[Task requirements] Where the material below has a line containing "Target: black shoe", start repeating exactly, and keep going through the line containing "Where can the mortarboard", with no other lines.

[Data listing]
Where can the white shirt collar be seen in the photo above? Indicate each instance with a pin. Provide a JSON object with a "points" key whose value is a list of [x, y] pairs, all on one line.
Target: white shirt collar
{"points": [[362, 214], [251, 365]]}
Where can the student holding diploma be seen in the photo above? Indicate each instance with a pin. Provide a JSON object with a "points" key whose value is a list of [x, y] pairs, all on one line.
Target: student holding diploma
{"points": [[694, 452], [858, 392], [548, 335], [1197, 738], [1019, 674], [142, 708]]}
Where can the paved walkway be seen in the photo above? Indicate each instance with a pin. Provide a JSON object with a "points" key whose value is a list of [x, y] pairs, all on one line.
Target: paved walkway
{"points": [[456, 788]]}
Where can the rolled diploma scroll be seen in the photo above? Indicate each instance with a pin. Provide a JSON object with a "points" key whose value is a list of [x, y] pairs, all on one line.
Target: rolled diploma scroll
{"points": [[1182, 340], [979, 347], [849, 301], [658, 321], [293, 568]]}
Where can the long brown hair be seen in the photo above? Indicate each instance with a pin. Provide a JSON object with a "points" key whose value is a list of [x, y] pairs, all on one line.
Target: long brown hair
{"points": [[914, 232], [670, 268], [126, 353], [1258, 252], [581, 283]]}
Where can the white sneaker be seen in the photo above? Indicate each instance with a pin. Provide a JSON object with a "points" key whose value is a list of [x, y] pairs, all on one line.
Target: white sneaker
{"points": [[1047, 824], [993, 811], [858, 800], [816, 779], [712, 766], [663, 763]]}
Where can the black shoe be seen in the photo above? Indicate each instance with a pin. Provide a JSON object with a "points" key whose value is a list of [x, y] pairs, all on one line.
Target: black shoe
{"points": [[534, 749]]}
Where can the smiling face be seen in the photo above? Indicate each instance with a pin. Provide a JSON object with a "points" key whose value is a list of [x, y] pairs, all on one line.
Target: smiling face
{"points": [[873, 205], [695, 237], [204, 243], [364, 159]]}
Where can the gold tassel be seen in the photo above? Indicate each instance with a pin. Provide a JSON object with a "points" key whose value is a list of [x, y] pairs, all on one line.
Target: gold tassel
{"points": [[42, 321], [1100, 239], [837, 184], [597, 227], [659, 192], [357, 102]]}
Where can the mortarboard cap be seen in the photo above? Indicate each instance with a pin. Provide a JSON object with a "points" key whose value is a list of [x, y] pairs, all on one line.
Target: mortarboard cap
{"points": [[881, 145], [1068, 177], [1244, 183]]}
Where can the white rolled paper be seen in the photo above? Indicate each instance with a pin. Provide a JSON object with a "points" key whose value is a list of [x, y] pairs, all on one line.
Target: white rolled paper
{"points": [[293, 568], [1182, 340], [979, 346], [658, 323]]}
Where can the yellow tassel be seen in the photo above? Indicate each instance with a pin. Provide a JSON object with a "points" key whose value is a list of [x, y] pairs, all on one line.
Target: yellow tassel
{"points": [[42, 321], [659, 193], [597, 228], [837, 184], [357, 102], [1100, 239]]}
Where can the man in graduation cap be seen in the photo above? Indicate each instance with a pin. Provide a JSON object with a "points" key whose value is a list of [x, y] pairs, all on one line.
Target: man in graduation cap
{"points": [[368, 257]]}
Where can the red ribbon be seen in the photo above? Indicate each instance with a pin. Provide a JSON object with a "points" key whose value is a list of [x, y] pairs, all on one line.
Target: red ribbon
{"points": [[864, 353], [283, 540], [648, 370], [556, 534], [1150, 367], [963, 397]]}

...

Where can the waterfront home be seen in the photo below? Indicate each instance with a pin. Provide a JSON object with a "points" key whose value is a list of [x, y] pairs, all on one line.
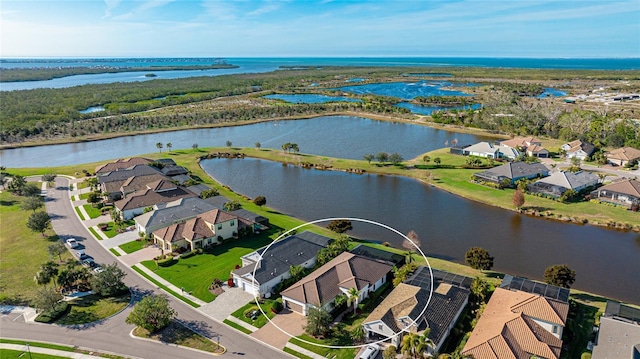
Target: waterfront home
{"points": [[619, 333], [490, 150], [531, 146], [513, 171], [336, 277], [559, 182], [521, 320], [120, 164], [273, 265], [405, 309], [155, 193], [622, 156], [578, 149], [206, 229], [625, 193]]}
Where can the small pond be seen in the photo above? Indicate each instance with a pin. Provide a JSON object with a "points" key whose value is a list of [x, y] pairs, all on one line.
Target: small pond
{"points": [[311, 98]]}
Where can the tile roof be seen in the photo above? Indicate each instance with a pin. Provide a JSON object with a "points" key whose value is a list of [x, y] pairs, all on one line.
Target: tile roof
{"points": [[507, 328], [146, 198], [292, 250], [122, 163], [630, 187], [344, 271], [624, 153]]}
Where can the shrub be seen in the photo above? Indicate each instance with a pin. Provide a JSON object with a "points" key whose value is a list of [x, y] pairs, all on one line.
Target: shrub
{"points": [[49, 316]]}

[Task answer]
Target: black shoe
{"points": [[534, 749]]}
Where can the smiling face be seen in the photo above? Indicate each instance with a pin. Provide a JSON object with a "points" key whose value is a list of [x, y] pairs, all on one line.
Target: smiling face
{"points": [[873, 205], [695, 237], [204, 243], [364, 159]]}
Where can the gold tassel be seen in the photo above? Indicate each instance with a pin. Provide a JSON object with a "points" key whose value is a list of [x, y] pairs, all on one line.
Target: gold tassel
{"points": [[42, 321], [1100, 239], [837, 184], [597, 227], [659, 192], [357, 102]]}
Where can the mortarboard cap be seen in the photo above? Indicate each instance with a pin. Provide a JSON object with a "points" key whose value is a list of [x, y] pairs, all on one line.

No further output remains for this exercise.